» **The task**:
Search the records for the word "keypoint" and report each line that has it.

Material shown START

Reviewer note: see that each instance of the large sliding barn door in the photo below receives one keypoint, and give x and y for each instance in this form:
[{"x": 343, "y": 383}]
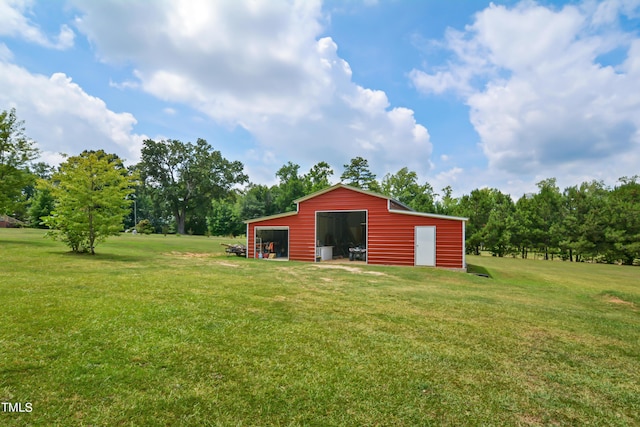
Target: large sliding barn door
[{"x": 426, "y": 246}]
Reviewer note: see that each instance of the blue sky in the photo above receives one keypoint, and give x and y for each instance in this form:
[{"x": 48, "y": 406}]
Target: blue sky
[{"x": 469, "y": 94}]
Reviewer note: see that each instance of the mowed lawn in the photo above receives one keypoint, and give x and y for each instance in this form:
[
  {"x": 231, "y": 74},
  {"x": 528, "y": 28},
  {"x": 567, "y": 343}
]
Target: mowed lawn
[{"x": 157, "y": 330}]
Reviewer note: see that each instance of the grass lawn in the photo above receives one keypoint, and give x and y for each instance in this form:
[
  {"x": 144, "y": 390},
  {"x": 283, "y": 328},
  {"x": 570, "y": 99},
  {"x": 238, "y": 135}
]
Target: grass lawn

Material shown END

» **Solution for this problem**:
Reviewer note: see that each instance of the large sliding barn door in the photo below receives one keypoint, and give x and y for each instance in this form:
Reviewer note: see that each instance of the blue sky in the photo above receives one keypoint, and give x and y for each instance in this form:
Reviewer note: see that each instance of the mowed lawn in the photo above receives one keypoint, and give x and y for each instance in this form:
Reviewer note: see that each instance of the grass lawn in the photo above receives one keypoint, and give x and y for each instance in this form:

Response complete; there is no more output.